DOCUMENT TEXT =
▬▬▬
Practical Issue 1: Dealing with ties in the outcome or binary outcomes when trimming

In my previous post I had noted that sometimes you are in a situation where there are multiple observations with the value that you need to trim, but you only need to trim a fraction of them. I had mentioned setting a seed and randomly selecting a subset to trim, but Jon Roth in a comment gave the better advice of reweighting the data to deal with these issues. I thought I’d illustrate with a couple of examples from some analysis in progress on one project.

Example 1: Binary outcome to be trimmed

In this setting, the binary outcome Y takes value 1 or 0 (e.g. firm operating or not operating). I have 2.2 percentage points higher attrition in my treatment group than my control group, and my control group has a sample size of 392 observations. So I need to trim 0.022*392 = 8.6, which rounds to 9 observations from my control group.

In my control group, for those responding, I have 109 observations with value 1, and 119 with value 0.

For my Lee upper bound, we assume all the extra observations that attrited in the treatment group had the high value of 1, so want to downweight the control group values of 1 so that instead of representing 109 observations, they represent 100 observations. To do this, I create a weight like this in Stata:

gen weight_u=1

replace weight_u=100/109 if treat==0  & y==1

I then get my Lee upper bound estimate by running my treatment regression, using this weight:

reg y treat [aweight=weight_u], r

Likewise, for the Lee lower bound, we assume all the extra observations that attrited in the treatment group has the low value (0), so we want to downweight these values in the control group so they represent 9 fewer observations. To do this I create a weight for the lower bound:

gen weight_l=1

replace weight_l=110/119 if treat==0 & y==0

reg y treat [aweight=weight_l], r

Example 2: multi-valued outcome with ties

In this second example, the outcome y is a variable that is the average of several subcomponents that are all coded on a 1-5 scale. E.g. it could be a measure of how digitally ready the firm is, where the firm is scored from 1 to 5 on several different metrics. In this case, there is also some item non-response on top of the overall attrition, and differential attrition is 3.0 p.p., which results in 392*0.03=  trimming 12 observations from the control group.
▬▬▬
TASK LIST =
[1] Write out the stretch of the trimming post from "In this setting, the" through "my control group.", word for word.
[2] Carry the trimming post forward from its final sentence.

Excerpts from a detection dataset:
▬▬▬
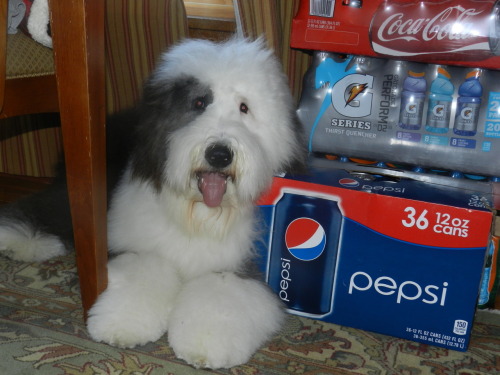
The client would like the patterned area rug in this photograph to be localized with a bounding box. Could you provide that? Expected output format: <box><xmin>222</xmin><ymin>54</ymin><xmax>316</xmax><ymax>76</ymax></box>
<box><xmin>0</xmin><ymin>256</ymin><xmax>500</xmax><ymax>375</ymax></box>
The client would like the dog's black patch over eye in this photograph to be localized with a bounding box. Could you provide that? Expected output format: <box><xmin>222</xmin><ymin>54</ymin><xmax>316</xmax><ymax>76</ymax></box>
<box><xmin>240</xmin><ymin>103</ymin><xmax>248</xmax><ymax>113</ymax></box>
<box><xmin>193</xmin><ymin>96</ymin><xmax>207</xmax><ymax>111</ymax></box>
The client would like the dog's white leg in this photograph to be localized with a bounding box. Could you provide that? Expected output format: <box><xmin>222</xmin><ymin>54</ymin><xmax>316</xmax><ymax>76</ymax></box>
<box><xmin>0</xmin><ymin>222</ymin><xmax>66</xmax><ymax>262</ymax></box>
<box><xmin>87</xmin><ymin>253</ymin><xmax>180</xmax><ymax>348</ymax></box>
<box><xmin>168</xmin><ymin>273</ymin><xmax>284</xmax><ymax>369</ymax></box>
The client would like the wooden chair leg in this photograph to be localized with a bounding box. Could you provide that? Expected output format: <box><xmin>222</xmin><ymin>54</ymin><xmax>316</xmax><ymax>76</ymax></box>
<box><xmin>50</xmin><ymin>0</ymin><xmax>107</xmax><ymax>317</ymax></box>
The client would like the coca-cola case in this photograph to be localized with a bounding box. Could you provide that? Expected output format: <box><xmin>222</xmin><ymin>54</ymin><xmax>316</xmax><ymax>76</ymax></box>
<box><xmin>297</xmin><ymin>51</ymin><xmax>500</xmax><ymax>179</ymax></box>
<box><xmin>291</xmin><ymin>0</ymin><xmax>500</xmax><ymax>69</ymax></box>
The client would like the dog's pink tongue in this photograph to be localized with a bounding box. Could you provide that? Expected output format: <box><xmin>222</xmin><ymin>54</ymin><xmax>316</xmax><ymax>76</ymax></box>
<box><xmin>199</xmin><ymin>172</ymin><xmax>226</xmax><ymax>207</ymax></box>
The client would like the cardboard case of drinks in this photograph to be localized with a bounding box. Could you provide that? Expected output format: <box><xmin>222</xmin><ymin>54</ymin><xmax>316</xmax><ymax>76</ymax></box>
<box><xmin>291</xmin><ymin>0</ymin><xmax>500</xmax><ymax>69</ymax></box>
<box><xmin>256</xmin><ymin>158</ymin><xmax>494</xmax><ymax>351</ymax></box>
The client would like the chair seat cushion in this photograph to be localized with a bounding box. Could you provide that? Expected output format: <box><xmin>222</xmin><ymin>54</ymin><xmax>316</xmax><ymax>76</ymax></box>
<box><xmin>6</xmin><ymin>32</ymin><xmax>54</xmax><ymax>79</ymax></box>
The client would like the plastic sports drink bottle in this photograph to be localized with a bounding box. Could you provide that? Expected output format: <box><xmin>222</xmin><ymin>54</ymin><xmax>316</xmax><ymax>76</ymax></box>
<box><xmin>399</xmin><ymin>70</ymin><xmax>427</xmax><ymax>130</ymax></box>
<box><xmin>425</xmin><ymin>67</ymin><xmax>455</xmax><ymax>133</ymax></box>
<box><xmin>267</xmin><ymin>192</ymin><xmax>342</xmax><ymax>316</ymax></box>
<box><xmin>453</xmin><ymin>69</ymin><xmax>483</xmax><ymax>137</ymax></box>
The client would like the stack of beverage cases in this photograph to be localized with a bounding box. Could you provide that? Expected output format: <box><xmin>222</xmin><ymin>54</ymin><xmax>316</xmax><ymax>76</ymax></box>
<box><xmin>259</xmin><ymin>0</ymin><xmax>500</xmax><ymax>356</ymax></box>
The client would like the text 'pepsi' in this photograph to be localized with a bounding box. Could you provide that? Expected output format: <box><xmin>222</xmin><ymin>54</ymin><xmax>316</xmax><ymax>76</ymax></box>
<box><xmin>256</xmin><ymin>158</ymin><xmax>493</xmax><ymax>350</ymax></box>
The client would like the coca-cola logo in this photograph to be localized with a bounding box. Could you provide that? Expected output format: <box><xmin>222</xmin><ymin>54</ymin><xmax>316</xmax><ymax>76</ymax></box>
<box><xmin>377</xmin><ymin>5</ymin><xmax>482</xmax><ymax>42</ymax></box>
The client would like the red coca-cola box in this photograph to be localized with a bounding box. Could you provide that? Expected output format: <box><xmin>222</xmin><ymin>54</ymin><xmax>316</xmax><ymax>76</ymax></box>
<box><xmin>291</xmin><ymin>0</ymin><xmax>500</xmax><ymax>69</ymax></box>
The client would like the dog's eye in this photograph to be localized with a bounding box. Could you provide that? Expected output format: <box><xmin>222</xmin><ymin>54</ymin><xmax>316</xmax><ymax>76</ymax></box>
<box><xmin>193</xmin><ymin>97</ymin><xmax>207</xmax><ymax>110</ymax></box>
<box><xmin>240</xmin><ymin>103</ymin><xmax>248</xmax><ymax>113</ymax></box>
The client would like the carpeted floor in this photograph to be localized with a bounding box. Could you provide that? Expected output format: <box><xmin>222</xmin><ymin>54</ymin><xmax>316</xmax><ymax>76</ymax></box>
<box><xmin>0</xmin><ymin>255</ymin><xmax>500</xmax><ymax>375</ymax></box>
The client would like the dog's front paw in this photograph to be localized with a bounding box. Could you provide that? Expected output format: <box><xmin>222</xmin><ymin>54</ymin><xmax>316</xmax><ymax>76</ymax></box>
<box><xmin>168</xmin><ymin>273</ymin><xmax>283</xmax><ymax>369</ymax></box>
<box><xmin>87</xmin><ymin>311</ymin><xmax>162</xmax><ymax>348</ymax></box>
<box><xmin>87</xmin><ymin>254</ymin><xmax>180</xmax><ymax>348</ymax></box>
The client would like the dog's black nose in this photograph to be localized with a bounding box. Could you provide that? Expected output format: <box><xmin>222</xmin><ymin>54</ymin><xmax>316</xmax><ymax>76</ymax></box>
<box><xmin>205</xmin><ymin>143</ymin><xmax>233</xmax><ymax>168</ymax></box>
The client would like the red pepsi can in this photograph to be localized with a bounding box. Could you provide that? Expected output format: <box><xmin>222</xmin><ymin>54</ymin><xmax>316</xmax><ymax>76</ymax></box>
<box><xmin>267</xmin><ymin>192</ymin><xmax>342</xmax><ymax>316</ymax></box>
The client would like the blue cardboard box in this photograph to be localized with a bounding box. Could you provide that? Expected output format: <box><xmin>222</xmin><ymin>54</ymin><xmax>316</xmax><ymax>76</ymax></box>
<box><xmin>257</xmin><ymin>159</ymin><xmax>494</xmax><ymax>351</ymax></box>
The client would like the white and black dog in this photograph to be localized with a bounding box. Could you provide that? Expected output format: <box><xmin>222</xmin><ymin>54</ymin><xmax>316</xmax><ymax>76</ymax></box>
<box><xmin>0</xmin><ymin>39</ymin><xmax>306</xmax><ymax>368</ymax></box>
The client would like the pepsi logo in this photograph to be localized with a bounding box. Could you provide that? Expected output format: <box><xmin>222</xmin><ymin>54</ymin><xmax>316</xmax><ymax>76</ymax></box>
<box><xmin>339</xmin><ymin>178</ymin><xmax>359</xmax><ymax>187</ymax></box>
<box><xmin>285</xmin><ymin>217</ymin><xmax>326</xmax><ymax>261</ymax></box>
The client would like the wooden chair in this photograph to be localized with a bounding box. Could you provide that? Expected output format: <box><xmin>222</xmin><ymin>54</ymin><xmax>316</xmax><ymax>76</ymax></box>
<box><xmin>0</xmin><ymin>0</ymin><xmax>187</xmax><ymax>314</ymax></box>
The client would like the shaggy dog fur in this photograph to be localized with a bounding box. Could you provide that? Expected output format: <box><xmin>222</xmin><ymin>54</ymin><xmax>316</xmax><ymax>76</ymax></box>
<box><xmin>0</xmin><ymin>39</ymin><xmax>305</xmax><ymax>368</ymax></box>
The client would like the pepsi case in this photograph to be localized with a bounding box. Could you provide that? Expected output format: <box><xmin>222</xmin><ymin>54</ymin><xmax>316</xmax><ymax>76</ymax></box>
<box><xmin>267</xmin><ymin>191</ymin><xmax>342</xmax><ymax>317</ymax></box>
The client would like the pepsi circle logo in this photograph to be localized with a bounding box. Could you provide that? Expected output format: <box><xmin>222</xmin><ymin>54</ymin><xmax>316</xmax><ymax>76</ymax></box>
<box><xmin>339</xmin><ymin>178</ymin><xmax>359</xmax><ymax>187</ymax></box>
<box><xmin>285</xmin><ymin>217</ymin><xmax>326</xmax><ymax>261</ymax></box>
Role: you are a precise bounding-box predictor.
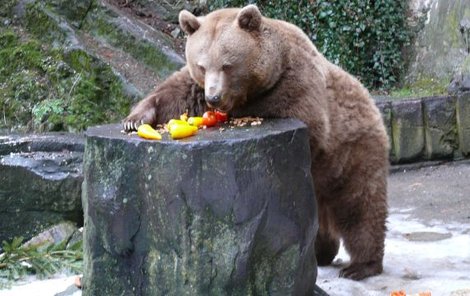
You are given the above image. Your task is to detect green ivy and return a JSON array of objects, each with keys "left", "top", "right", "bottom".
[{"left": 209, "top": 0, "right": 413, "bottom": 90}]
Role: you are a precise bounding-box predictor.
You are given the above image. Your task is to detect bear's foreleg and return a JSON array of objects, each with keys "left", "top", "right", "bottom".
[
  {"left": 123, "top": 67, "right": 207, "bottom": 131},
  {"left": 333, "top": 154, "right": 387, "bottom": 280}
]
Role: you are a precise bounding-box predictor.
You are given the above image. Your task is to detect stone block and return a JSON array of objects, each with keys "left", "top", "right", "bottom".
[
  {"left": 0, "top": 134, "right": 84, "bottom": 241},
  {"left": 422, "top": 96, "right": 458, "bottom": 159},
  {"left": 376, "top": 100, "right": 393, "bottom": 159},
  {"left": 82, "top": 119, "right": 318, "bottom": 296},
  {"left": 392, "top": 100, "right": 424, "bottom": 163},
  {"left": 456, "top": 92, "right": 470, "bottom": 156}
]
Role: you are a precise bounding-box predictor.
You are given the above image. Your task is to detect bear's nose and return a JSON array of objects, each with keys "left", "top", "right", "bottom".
▬▬▬
TASK RESULTS =
[1]
In this setting, the binary outcome Y takes value 1 or 0 (e.g. firm operating or not operating). I have 2.2 percentage points higher attrition in my treatment group than my control group, and my control group has a sample size of 392 observations. So I need to trim 0.022*392 = 8.6, which rounds to 9 observations from my control group.

[2]
For the Lee lower bound, I again want to trim the 12 lowest values in the control group. However, when I look at the distribution of y in the control group, I find that I have 4 observations with value 1, 3 with value 1.16, 1 with value 1.33, and 6 with value 1.5. So here I need to do a mixture of trimming and reweighting. I start trimming, getting rid of the 8 observations with values below 1.5. But then I have 6 observations with value 1.5, and should only be trimming 4 of them. We deal with this by giving these observations weight 2/6. So I create a weight like this:

gen weight_l=1

replace weight_l=0 if y<1.5 & treat==0

replace weight_l=2/6 if y==1.5 & treat==0

and then I can estimate the Lee upper bound using the weighted regression as above. I can likewise check the distribution of values of y in the control group at the top of the distribution and see what mix of trimming and weighting are needed there.

Note 1: in my example here, attrition is higher in the treatment group than the control, which is why I am trimming or weighting the control. It is more common to have higher attrition in your control group, in which case the trimming or reweighting will happen for your treatment group instead of control group.

Note 2: note also that I am trimming/reweighting a different number of outcomes for example 2 than example 1, because of item non-response. You don’t just want to look at what overall differential attrition is, but check what it is for each outcome you are estimating.

 

Practical Issue 2: Dealing with Multiple Treatments

A second issue that I haven’t had to think about before is what to do when you have multiple treatments and attrition. To make this concrete, suppose I have a control group, with response rate 60%, and two treatment groups (T1 and T2), with response rates 82% and 85%. Then how should I trim the data to conduct Lee bounds? Here I’ll talk about trimming, but if there are ties, you can handle the ties as above.

My answer on this is that different trimming makes sense for different sets of comparisons. If I want to get bounds on my treatment effects of T1 and T2 when compared to the control, then in this case, I trim 22 p.p. of observations from T1 and 25p.p. from T2, trimming these from either the top or the bottom of the distribution depending on which bound I want to get. Then you can just run your standard treatment regression on this trimmed sample, which trims both T1 and T2.

This works when both treatments have higher attrition rates than the control. But if we are in a situation where e.g. T1 has lower attrition than the control, but T2 has higher attrition, the above solution won’t work. You would want to trim T1 and keep the control untouched for the T1 vs control comparison, but trim the control and keep T2 untouched for the T2 vs control comparison. So here I would run this as two separate regressions – one to get bounds on the T1 effect, throwing out T2, and one to get bounds on the T1 effect, throwing out T1.

However, note in my example that while I had high differential attrition relative to the control, I had pretty low differential attrition between the two treatments. If my main interest is in comparing the relative effect of T1 to that of T2, I don’t want to throw away a lot of data by trimming 22 p.p. of observations from T1 and 25p.p. of observations from T2 – but instead use more of the data and only trim the difference of 3 p.p. from T2.  I could then either just leave the control group as is as a reference group, or else drop it and just directly estimate the differential treatment effect of T1 vs T2.